*Task to carry out*
In the entries that follow, copy exactly each line from the first through the line with "Each instance of the green".

[Data in this exercise Boundary: Start]

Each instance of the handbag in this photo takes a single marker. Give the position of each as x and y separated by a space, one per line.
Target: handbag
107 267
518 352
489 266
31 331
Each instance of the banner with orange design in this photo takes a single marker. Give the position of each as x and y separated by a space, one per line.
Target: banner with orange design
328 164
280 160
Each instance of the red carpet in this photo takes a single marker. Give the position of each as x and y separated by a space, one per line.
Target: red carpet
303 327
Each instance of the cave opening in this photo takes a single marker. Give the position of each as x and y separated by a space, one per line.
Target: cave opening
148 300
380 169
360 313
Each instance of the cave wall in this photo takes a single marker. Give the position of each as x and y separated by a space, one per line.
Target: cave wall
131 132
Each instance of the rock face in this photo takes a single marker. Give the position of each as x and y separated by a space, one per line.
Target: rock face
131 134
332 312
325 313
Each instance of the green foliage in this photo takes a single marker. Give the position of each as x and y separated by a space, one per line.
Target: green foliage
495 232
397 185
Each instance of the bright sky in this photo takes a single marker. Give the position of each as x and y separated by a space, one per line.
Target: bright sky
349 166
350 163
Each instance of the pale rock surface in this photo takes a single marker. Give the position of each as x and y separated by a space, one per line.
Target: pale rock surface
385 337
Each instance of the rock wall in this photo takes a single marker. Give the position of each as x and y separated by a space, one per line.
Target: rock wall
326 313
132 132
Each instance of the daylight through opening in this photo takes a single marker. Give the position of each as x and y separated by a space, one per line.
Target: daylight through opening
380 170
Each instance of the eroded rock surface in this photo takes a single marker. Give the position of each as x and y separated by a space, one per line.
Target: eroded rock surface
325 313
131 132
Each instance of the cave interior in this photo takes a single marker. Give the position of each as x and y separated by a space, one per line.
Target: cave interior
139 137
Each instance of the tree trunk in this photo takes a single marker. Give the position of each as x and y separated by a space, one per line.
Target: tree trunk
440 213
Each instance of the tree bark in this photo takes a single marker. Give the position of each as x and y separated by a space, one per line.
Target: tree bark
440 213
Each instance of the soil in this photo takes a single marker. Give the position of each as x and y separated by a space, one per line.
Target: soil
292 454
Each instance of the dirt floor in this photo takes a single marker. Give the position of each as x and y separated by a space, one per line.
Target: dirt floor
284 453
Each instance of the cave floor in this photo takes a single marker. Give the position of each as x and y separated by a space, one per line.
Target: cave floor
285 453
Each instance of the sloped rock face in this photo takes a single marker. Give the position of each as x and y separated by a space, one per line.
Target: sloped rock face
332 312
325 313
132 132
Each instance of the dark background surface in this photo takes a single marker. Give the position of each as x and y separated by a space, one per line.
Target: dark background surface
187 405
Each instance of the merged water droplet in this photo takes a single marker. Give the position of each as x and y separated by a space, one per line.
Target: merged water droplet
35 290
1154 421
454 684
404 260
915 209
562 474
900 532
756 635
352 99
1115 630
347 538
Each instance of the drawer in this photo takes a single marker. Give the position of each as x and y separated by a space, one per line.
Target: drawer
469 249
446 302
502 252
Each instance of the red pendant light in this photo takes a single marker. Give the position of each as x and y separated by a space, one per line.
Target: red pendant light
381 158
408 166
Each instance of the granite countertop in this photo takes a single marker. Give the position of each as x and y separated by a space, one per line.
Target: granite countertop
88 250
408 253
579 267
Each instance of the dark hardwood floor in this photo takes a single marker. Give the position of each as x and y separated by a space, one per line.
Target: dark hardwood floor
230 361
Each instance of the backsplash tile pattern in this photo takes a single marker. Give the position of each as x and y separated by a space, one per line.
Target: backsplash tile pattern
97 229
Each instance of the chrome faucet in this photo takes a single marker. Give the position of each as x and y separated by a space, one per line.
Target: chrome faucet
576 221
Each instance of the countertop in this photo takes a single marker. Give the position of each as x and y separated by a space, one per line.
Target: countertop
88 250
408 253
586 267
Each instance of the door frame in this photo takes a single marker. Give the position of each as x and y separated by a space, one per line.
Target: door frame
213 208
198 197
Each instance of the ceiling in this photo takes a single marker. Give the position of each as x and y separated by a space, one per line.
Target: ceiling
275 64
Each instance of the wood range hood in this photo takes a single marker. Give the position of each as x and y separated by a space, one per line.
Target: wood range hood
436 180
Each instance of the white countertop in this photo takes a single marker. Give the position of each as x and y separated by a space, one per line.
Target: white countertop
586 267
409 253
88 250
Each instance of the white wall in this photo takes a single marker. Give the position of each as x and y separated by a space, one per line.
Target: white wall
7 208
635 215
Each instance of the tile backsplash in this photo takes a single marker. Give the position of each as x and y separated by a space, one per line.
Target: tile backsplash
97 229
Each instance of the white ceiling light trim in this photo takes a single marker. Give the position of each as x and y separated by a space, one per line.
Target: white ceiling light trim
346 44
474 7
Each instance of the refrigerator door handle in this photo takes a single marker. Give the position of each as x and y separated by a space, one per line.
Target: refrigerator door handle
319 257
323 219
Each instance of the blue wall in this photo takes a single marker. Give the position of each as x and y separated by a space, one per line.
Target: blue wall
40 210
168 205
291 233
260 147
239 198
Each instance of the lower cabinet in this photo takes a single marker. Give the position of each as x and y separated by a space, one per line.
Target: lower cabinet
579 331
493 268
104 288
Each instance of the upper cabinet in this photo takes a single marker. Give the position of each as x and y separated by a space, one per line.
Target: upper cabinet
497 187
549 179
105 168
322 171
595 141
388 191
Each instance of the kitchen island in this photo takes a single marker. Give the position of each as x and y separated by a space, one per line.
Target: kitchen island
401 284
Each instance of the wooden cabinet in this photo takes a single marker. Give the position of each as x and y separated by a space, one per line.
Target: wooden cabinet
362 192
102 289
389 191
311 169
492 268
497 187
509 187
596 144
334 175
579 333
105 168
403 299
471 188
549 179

[Data in this exercise Boundary: End]

*Result for this task*
Each instance of the handbag in this photo takes a single marker. Give the position of each as x and y separated by a space, one per line.
Target: handbag
107 267
518 352
489 266
31 331
Each instance of the banner with orange design in this photo takes a single marker. Give the position of each as x and y separated by a space, one per line.
Target: banner with orange design
328 164
280 160
Each instance of the red carpet in this photo takes a single marker. Give the position of each as x and y separated by a space, one per line.
Target: red carpet
303 327
Each instance of the cave opening in this photo takes a single marker. Give the position of each as x and y separated by a space, one per line.
Target: cave opening
148 300
380 169
360 313
Each instance of the cave wall in this photo takes a single marker. Give the position of each as x and y separated by a space, one per line.
Target: cave wall
131 132
Each instance of the rock face in this photo takes a single marker. Give the position of each as x and y separated by a space, one per line.
Target: rock face
131 134
332 312
325 313
Each instance of the green foliage in this photo takes a single marker. Give the position of each as x and y separated by a space, one per line.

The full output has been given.